Content starts

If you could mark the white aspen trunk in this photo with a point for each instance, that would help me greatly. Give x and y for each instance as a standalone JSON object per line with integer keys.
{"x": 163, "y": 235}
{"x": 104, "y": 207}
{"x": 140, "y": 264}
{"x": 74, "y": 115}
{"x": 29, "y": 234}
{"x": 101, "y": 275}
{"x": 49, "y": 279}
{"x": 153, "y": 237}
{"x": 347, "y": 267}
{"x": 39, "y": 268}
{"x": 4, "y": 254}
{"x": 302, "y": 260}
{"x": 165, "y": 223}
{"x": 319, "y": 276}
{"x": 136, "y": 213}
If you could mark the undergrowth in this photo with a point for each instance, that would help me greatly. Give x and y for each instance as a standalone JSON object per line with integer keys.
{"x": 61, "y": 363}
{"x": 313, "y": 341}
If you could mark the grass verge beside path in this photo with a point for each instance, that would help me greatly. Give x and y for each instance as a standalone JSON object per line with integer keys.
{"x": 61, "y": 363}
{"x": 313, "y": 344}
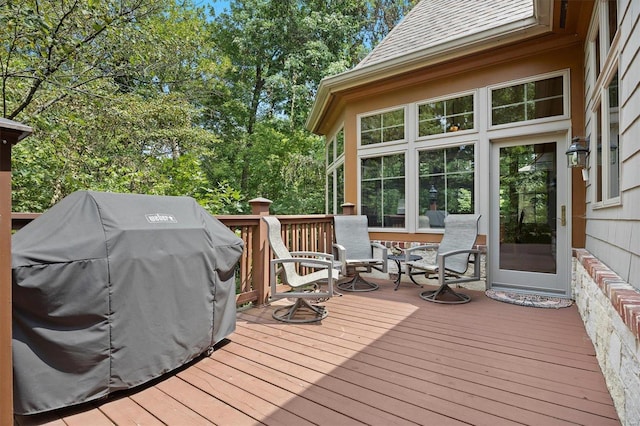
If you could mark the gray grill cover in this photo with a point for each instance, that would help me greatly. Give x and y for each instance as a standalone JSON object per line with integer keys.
{"x": 113, "y": 290}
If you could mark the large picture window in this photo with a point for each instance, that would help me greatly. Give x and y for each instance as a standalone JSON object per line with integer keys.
{"x": 450, "y": 115}
{"x": 382, "y": 189}
{"x": 335, "y": 173}
{"x": 607, "y": 141}
{"x": 446, "y": 184}
{"x": 605, "y": 133}
{"x": 383, "y": 127}
{"x": 528, "y": 101}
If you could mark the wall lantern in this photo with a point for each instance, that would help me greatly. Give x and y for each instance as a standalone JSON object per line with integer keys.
{"x": 577, "y": 153}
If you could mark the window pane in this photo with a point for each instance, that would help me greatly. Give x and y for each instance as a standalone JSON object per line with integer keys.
{"x": 599, "y": 175}
{"x": 613, "y": 19}
{"x": 393, "y": 133}
{"x": 460, "y": 159}
{"x": 371, "y": 168}
{"x": 538, "y": 99}
{"x": 371, "y": 122}
{"x": 508, "y": 114}
{"x": 382, "y": 191}
{"x": 370, "y": 137}
{"x": 372, "y": 202}
{"x": 330, "y": 194}
{"x": 446, "y": 184}
{"x": 385, "y": 127}
{"x": 393, "y": 203}
{"x": 614, "y": 140}
{"x": 596, "y": 49}
{"x": 445, "y": 116}
{"x": 339, "y": 187}
{"x": 339, "y": 143}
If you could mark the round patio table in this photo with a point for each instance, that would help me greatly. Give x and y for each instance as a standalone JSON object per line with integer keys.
{"x": 400, "y": 259}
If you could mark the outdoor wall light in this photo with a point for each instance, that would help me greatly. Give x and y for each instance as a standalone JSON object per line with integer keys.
{"x": 577, "y": 153}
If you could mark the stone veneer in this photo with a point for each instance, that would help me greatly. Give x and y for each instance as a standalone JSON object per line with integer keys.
{"x": 610, "y": 309}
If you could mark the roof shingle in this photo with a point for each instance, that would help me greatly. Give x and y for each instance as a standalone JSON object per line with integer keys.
{"x": 434, "y": 22}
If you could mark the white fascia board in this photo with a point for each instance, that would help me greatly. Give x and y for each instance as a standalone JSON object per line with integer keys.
{"x": 455, "y": 48}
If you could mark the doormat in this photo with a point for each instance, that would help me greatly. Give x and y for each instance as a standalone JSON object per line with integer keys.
{"x": 528, "y": 299}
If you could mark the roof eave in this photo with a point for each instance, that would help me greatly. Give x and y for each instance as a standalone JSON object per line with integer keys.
{"x": 452, "y": 49}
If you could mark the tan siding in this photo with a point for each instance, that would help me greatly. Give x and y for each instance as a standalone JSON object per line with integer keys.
{"x": 612, "y": 232}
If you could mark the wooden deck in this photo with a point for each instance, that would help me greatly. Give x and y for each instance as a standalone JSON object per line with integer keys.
{"x": 380, "y": 358}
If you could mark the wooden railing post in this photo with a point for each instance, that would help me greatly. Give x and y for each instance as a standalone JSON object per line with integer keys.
{"x": 261, "y": 252}
{"x": 10, "y": 134}
{"x": 348, "y": 209}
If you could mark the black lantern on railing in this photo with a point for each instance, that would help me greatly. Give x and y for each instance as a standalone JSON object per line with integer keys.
{"x": 577, "y": 153}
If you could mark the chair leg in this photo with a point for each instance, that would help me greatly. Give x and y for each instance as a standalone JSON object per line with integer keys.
{"x": 288, "y": 313}
{"x": 357, "y": 284}
{"x": 439, "y": 295}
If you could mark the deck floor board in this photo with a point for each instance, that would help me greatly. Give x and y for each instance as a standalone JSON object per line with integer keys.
{"x": 381, "y": 358}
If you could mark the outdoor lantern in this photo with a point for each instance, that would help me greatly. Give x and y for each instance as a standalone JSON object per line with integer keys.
{"x": 577, "y": 154}
{"x": 433, "y": 194}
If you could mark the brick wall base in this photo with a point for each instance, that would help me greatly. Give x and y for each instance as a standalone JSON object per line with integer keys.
{"x": 610, "y": 309}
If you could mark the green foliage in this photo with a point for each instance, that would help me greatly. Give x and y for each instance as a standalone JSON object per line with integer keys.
{"x": 150, "y": 96}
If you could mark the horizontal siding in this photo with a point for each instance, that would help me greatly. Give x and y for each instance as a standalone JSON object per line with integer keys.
{"x": 611, "y": 230}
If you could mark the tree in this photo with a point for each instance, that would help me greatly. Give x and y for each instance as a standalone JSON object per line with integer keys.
{"x": 52, "y": 50}
{"x": 276, "y": 53}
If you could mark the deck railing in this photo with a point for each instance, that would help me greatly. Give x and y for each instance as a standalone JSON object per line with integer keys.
{"x": 299, "y": 232}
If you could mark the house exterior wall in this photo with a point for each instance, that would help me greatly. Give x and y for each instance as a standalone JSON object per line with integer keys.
{"x": 613, "y": 230}
{"x": 473, "y": 73}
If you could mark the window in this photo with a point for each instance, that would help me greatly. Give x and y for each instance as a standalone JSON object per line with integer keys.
{"x": 607, "y": 141}
{"x": 604, "y": 101}
{"x": 382, "y": 190}
{"x": 528, "y": 101}
{"x": 450, "y": 115}
{"x": 384, "y": 127}
{"x": 446, "y": 184}
{"x": 335, "y": 173}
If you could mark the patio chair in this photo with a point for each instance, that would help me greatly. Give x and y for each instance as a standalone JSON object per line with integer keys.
{"x": 305, "y": 289}
{"x": 452, "y": 259}
{"x": 356, "y": 252}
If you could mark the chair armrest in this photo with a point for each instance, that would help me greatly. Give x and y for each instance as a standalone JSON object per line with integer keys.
{"x": 317, "y": 263}
{"x": 312, "y": 255}
{"x": 340, "y": 255}
{"x": 474, "y": 252}
{"x": 384, "y": 253}
{"x": 408, "y": 252}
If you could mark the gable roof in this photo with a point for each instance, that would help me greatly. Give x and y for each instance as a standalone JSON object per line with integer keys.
{"x": 435, "y": 31}
{"x": 434, "y": 22}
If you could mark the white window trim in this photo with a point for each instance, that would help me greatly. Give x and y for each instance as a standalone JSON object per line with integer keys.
{"x": 383, "y": 145}
{"x": 447, "y": 98}
{"x": 566, "y": 99}
{"x": 331, "y": 169}
{"x": 609, "y": 65}
{"x": 447, "y": 144}
{"x": 601, "y": 99}
{"x": 406, "y": 153}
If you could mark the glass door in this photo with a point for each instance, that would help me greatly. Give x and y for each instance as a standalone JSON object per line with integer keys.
{"x": 529, "y": 248}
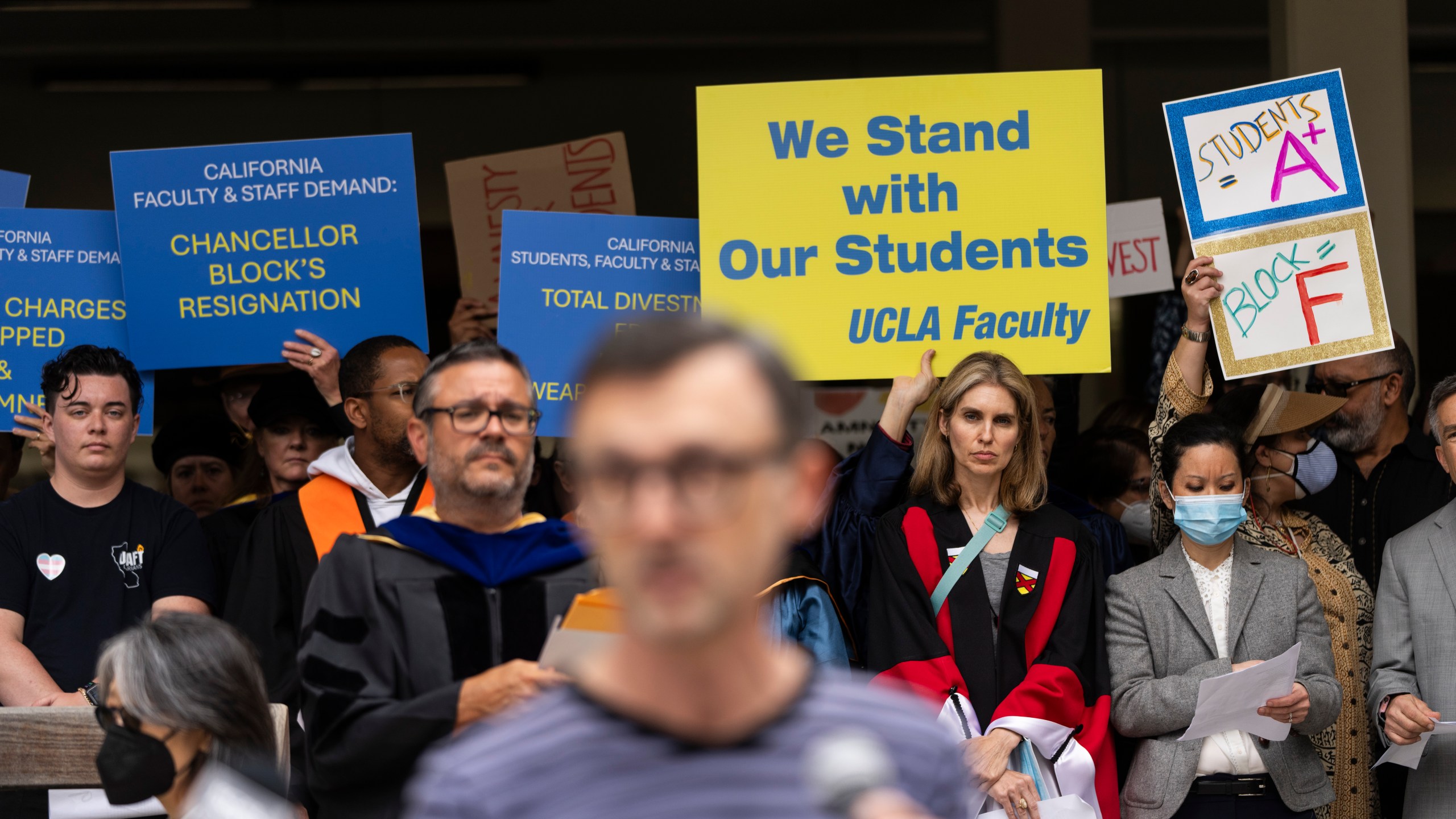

Content ends

## Work to be completed
Output the listing unchanged, pictures excluded.

## Final answer
If you could mark the white aspen trunk in this photo with a point for each instance, that would help me greatly. Give x and y for each instance as a standalone JSON object per line with integer keys.
{"x": 163, "y": 235}
{"x": 104, "y": 207}
{"x": 140, "y": 264}
{"x": 74, "y": 115}
{"x": 29, "y": 234}
{"x": 101, "y": 275}
{"x": 49, "y": 279}
{"x": 153, "y": 237}
{"x": 347, "y": 267}
{"x": 39, "y": 268}
{"x": 4, "y": 254}
{"x": 302, "y": 260}
{"x": 165, "y": 223}
{"x": 319, "y": 276}
{"x": 136, "y": 213}
If you could mark the undergrowth in this photo with a point for each instance, that would help me greatly. Give x and y for each instance as a standalone JSON object per line with integer keys.
{"x": 61, "y": 363}
{"x": 313, "y": 341}
If you could mark the grass verge beside path in this photo with a point for each instance, that would help me greatly. Give x and y for each instance as a standalone JSON object per line with integer keys.
{"x": 61, "y": 363}
{"x": 313, "y": 344}
If you could mark the gray grill cover in this photo with a point for each instance, that would help me greatly. Give x and y for each instance as a standalone JSON object per line with integer keys.
{"x": 113, "y": 290}
If you could mark the large picture window in this photo with a point for each instance, that would help me greatly. Give x and y for each instance as a standalone JSON object per line with integer keys.
{"x": 450, "y": 115}
{"x": 382, "y": 189}
{"x": 335, "y": 173}
{"x": 607, "y": 141}
{"x": 446, "y": 184}
{"x": 605, "y": 133}
{"x": 383, "y": 127}
{"x": 528, "y": 101}
If you could mark the wall lantern in this photo with a point for each instance, that would help me greatly. Give x and y for each instance as a standalone JSON object per line with integer keys.
{"x": 577, "y": 153}
If you could mark the window pane in this photo with a point for each instance, that would help me greatly. Give x and y for each instance as a standalone JSON object per line with integer keys.
{"x": 599, "y": 175}
{"x": 613, "y": 19}
{"x": 393, "y": 133}
{"x": 460, "y": 159}
{"x": 371, "y": 168}
{"x": 538, "y": 99}
{"x": 371, "y": 122}
{"x": 508, "y": 114}
{"x": 382, "y": 191}
{"x": 370, "y": 137}
{"x": 372, "y": 202}
{"x": 330, "y": 194}
{"x": 446, "y": 184}
{"x": 385, "y": 127}
{"x": 393, "y": 203}
{"x": 614, "y": 140}
{"x": 596, "y": 49}
{"x": 445, "y": 116}
{"x": 339, "y": 187}
{"x": 339, "y": 143}
If you could mark the round patio table in this photo with a point for each instance, that would help me greatly. Give x and y for each instance as a standalone JSON object per line with integer keys.
{"x": 400, "y": 259}
If you could mark the outdoor wall light in this photo with a point for each instance, that would help me greatly. Give x and y for each instance as a standalone JSON object per line with integer keys.
{"x": 577, "y": 153}
If you could mark the stone veneer in this photo with a point for each instance, that would help me greatly. Give x and y for each instance as a standalone JSON object per line with integer keys.
{"x": 610, "y": 309}
If you could mark the roof shingle in this photo with a point for each instance, that would help me greatly. Give x and y for each instance as a standalone JSON object per line with integer keys.
{"x": 434, "y": 22}
If you could mark the white fascia board in this photo with a point for each instance, that would help me greatly. Give x and y for each instance as a standalone JSON object per line with integer keys.
{"x": 455, "y": 48}
If you could mark the doormat in this photo with a point for each instance, that would help me greatly. Give x and y for each instance as a standalone JSON object per line with integer keys.
{"x": 528, "y": 299}
If you could mark the roof eave in this photo with a point for each instance, that would help me greatly. Give x and y for each instance as a standalone JSON object per line with integer keys.
{"x": 452, "y": 49}
If you could mark the tan siding in this photo with a point for each instance, that would help me greatly. Give x and y for each instance as a standalone JSON object per line with integer keys.
{"x": 612, "y": 232}
If you could mark the wooden deck in this photo with a point for each instance, that would help me greatly. Give x and y for each instance as a standalone JSON object per line with integer keys.
{"x": 380, "y": 358}
If you could mark the wooden railing post in this photo with a point for each instance, that would help me greatly. Give x and y for each instance as a standalone JSON object per line with integer keys.
{"x": 261, "y": 252}
{"x": 10, "y": 134}
{"x": 348, "y": 209}
If you could mark the black lantern on railing in this photo with a point for each instance, that would help me greatly. Give x and y for each instance as a standalone JSON object per line with integer keys.
{"x": 577, "y": 153}
If you could mark the chair leg in this photo with a point for each instance, that would help me greatly. Give x and y for each instance as a standalone JSON object per line with integer keys.
{"x": 288, "y": 313}
{"x": 357, "y": 284}
{"x": 439, "y": 295}
If you could mark the deck floor board in this photo with a point for each instance, that would help me greatly. Give x and y for each instance as a standalone JSON object per line with integer keys.
{"x": 381, "y": 358}
If you could mark the outdoor lantern in this photo with a point for each instance, that would help me greatly. Give x and y for each instance as a standalone JSON object per line with integer keys.
{"x": 577, "y": 154}
{"x": 433, "y": 194}
If you could mark the brick wall base in this photo with a point for each instance, that would help me greatly. Give x and y for each instance as a standalone JSON object per line with integer keys.
{"x": 610, "y": 309}
If you could mark the green foliage in this photo with a point for each instance, that would help me greatly. Give x and y for each instance as a standalone JSON object per line with integer keys.
{"x": 150, "y": 96}
If you could mark the horizontal siding in this photo with a point for each instance, that would help me greatly. Give x and y for each instance as a standalone JSON object per line with integer keys.
{"x": 611, "y": 230}
If you could mark the tree in this photo with a point for each instance, that would help me greatly. Give x and y for each instance as a standalone JSON object per line with integer keys.
{"x": 52, "y": 50}
{"x": 276, "y": 53}
If you could mark the deck railing in this photo with a point for each instance, that would help me greatly. Give x and y for each instance as a standalone JSON object per line with integer keys.
{"x": 299, "y": 232}
If you could mark the house exterior wall in this photo with a point for each instance, that would help me greatly. Give x and y for each instance as a standalone JSON object per line with integer keys.
{"x": 613, "y": 230}
{"x": 473, "y": 73}
If you could mark the window in this photo with a point for each instance, that would help me greatly. Give x and y for each instance as a standalone JSON object per line with integer keys.
{"x": 607, "y": 141}
{"x": 604, "y": 101}
{"x": 382, "y": 190}
{"x": 528, "y": 101}
{"x": 450, "y": 115}
{"x": 384, "y": 127}
{"x": 446, "y": 184}
{"x": 335, "y": 173}
If you could mark the patio chair in this photo with a point for each instance, that would help me greatly. Give x and y for each instance as a standalone JSON object per line with integer keys.
{"x": 305, "y": 289}
{"x": 452, "y": 259}
{"x": 356, "y": 252}
If you could mark the chair armrest in this photo with a point for each instance, that would help me greatly. Give x and y for each instance as a standalone JSON object per line with integer keys.
{"x": 317, "y": 263}
{"x": 312, "y": 255}
{"x": 340, "y": 255}
{"x": 474, "y": 252}
{"x": 384, "y": 253}
{"x": 408, "y": 252}
If you could mark the gable roof in this photo with a point for each instance, that would help me greatly. Give x and y for each instance as a standalone JSON object per line with integer keys.
{"x": 435, "y": 31}
{"x": 434, "y": 22}
If you could mark the white window trim in this photo with a point for each instance, that would help me greatly. Give x and y for each instance as a standalone JSON object per line with integer keys.
{"x": 383, "y": 145}
{"x": 447, "y": 98}
{"x": 566, "y": 99}
{"x": 331, "y": 169}
{"x": 609, "y": 65}
{"x": 447, "y": 144}
{"x": 601, "y": 99}
{"x": 406, "y": 153}
If you could mark the glass door in this photo with a point for each instance, that would help me greatly. Give x and y for each instance as a standalone JSON object per line with integer keys.
{"x": 529, "y": 248}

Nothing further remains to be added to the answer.